## REQUIRED ACTIONS
1. In the excerpt on Christian marriage, what terms does it say the Ephesians passage is often interpreted as? List all of them.
2. According to the excerpt on Christian marriage, in which passage did Paul write instructions for Christian marriage?
** Begin EXTRACT PROVIDED **
Thousands of years later, Paul wrote instructions for Christian marriage in Ephesians 5:21-33. It is a debated and often divisive passage that easily sows seeds of resentment and is often interpreted as chauvinistic, sexist — or domineering.

However, when taken into context, Paul, inspired by the Holy Spirit, guides couples in a beautiful exchange of what marriage symbolizes when empowered by the love of Jesus Christ. There is an ebb and flow between husband and wife that demonstrates Christ’s own love and sacrifice for the church.

Says Ephesians 5:21-33: “Submit to one another out of reverence for Christ. Wives, submit yourselves to your own husbands as you do to the Lord. For the husband is the head of the wife as Christ is the head of the church, His body, of which He is the Savior. Now as the church submits to Christ, so also wives should submit to their husbands in everything. Husbands, love your wives, just as Christ loved the church and gave Himself up for her to make her holy, cleansing her by the washing with water through the Word, and to present her to Himself as a radiant church, without stain or wrinkle or any other blemish, but holy and blameless. In this same way, husbands ought to love their wives as their own bodies. He who loves his wife loves himself. After all, no one ever hated their own body, but they feed and care for their body, just as Christ does the church — for we are members of His body.”
** End EXTRACT PROVIDED **
** Begin DATA **
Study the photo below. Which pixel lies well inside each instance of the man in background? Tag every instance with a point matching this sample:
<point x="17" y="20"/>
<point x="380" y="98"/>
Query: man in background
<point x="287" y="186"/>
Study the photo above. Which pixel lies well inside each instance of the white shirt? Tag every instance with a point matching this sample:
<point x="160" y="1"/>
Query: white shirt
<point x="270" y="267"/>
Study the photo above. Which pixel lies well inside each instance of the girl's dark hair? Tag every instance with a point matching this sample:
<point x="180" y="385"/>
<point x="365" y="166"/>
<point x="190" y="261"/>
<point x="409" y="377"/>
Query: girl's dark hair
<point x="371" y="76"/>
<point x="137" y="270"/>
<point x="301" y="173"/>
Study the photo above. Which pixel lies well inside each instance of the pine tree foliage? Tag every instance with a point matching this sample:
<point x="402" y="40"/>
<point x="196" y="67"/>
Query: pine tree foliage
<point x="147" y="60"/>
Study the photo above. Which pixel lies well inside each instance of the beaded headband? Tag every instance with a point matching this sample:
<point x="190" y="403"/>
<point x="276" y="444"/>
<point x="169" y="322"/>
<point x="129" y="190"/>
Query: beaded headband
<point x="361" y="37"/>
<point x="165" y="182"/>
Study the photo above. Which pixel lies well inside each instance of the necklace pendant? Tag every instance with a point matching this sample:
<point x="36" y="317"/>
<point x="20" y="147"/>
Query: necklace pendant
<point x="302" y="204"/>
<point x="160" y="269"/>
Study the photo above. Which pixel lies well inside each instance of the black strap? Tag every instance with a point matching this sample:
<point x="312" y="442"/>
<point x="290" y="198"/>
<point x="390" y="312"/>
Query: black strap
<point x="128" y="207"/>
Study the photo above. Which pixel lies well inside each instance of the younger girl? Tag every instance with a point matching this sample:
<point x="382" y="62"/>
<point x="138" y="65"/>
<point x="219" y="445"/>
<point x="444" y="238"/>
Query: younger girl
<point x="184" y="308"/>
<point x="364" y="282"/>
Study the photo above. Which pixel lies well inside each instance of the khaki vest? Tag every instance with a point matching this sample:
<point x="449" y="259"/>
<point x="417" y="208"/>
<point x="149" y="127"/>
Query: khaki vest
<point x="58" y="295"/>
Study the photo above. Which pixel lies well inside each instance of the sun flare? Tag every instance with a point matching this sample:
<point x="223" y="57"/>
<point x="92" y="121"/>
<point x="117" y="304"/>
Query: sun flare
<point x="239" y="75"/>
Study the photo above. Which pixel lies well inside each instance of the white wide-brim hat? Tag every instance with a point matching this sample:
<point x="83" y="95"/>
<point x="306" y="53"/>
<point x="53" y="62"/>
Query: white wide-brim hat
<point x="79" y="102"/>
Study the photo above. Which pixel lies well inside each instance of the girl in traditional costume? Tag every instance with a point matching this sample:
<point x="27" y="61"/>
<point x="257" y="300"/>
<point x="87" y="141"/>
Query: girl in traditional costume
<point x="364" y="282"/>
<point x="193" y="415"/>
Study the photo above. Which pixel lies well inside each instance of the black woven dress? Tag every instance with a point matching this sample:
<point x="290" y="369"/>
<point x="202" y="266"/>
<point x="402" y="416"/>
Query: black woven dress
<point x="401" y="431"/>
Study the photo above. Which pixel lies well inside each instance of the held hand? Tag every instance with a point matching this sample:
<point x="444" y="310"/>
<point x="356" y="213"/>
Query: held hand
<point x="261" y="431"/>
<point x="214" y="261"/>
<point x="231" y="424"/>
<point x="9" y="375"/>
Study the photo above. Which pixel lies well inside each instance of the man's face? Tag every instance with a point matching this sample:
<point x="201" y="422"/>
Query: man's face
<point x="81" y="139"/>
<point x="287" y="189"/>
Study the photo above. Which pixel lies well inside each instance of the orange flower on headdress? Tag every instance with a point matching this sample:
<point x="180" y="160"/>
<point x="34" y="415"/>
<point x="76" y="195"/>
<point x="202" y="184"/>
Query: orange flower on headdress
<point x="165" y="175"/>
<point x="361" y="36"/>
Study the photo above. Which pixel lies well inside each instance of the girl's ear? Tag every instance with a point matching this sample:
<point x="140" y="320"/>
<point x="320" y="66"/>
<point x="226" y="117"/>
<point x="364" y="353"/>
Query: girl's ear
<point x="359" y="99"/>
** End DATA **
## FINAL ANSWERS
1.
- chauvinistic
- sexist
- domineering

2. Ephesians 5:21-33